▶ **What to do**
No images are to be carried over; print all other material exactly as it stands.

▶ **Material for this task**
● ● ● ● ●
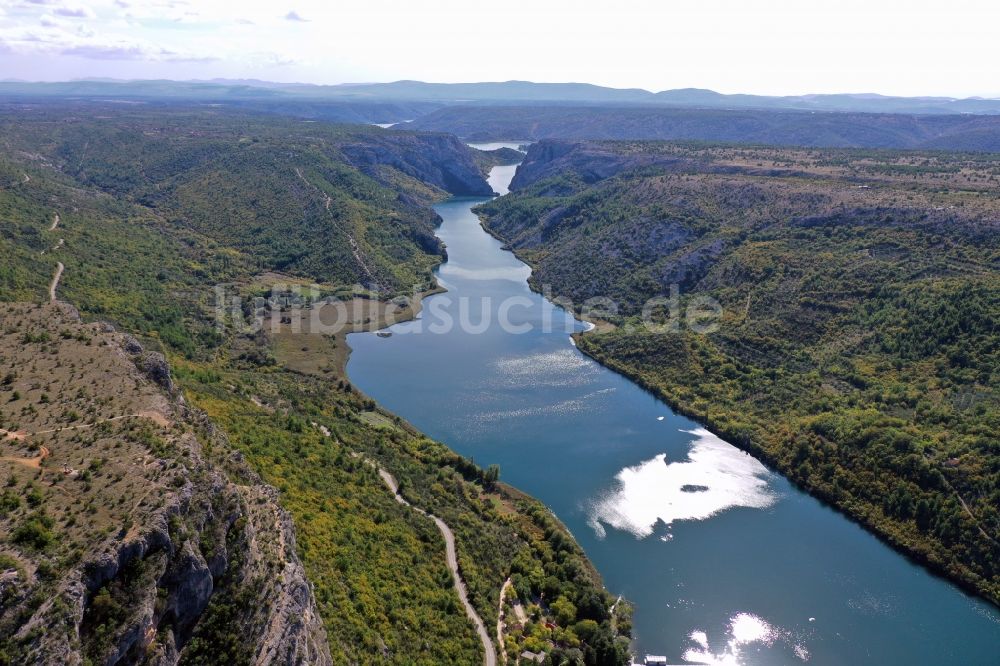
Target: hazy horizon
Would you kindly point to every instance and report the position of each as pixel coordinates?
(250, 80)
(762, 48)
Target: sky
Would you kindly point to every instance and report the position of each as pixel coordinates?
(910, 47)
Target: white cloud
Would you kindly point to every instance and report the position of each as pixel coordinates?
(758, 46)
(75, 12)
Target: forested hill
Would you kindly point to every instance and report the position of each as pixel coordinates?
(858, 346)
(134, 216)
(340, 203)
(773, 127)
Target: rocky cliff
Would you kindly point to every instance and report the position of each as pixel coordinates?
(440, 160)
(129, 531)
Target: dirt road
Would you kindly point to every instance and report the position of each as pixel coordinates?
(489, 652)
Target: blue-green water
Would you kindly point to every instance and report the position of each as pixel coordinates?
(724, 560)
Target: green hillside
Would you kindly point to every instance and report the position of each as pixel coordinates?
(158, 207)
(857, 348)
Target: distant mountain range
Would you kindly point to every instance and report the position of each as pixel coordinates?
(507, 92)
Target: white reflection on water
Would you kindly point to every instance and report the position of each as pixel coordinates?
● ● ● ● ●
▶ **Full answer**
Target: hazy horizon
Would you kindly point to every instance and report the position of each as pixel coordinates?
(250, 80)
(762, 48)
Target: sky
Would you kindly point to every instance and report the position of each as pixel coordinates?
(910, 47)
Target: white cloud
Would you kindly point to every instance and report the position of each as pixel coordinates?
(758, 46)
(75, 12)
Target: forested hill
Would you kindly point to every instance and report the position of each as pixel coordinates?
(858, 346)
(134, 216)
(340, 203)
(773, 127)
Target: rocky cliff
Would you kindly point to every instance and report the position of each as pixel coordinates?
(440, 160)
(129, 531)
Target: dirt road
Would you kindly point to every instance and report the position of each as pixel coordinates?
(489, 652)
Target: blue-green water
Would you kindly point to every instance and report the position of each as pixel coordinates?
(724, 560)
Target: green hillside
Would you kindly point to every instance and report the position of each as pixel coordinates?
(158, 207)
(857, 348)
Target: distant mountain range
Would you kindly point to every instance and report the position of each as pixel coordinates?
(507, 92)
Target: white reflection on water
Would you kindly point to every instance and report the position of each as pixel coordinates?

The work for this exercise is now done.